## Written request A:
Answer these questions from the comments on the Imperial Canon:
(i) On what date did Han post a comment?
(ii) Which cameras make people smile when Mark Roy pulls them out?
(iii) What is the woman in the first shot wearing?
## Written request B:
Copy the comments on the Imperial Canon starting with "Nuno Cruz January" and going on through "i like them.", changing "street photography" to "travel photography".

7 comments on “The story of the Imperial Canon”

    Nuno Cruz January 15, 2014 at 6:21 pm / Reply

    Looks like its uniqueness is working wonderfully for street photography. I always try to sneaky, but here it works greatly the other way around, probably due to the camera culture of the country, still great results.

    Han January 15, 2014 at 10:08 pm / Reply

    Nice pictures, i like them.

    Phil Adams January 18, 2014 at 3:26 pm / Reply

    Very nice camera, but if you think it has anything to do with how the photos turned out the way they do (especially at night and quite distanced from the subject), you’re a fool. But I can understand the need to justify one’s camera purchases… Later

    Mark Roy January 19, 2014 at 12:48 pm / Reply

    Phil, Bellamy is no fool. I also use this philosophy for street shooting, and it works. People do react differently to different cameras. When I pull out a little old folding camera, or a funky snakeskin leather rangefinder, they smile. When I pull out a big black rubbery DSLR with its mammoth lens, they generally frown. Fact. And in most of these shots the subject is clearly looking at the photographer, and I’d be really surprised if they couldn’t see this bright red-and-white camera! Although I would agree in the first shot the woman in the kimono probably looked twice because she’s crossing a road – not because of the camera.

## Provided data:
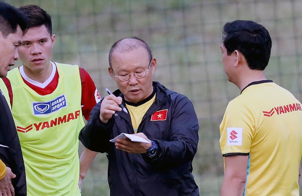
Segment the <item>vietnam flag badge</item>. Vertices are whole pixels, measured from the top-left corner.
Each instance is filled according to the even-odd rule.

## Correct output A:
(i) January 15, 2014
(ii) A little old folding camera or a funky snakeskin leather rangefinder
(iii) A kimono

## Correct output B:
Nuno Cruz January 15, 2014 at 6:21 pm / Reply

    Looks like its uniqueness is working wonderfully for travel photography. I always try to sneaky, but here it works greatly the other way around, probably due to the camera culture of the country, still great results.

    Han January 15, 2014 at 10:08 pm / Reply

    Nice pictures, i like them.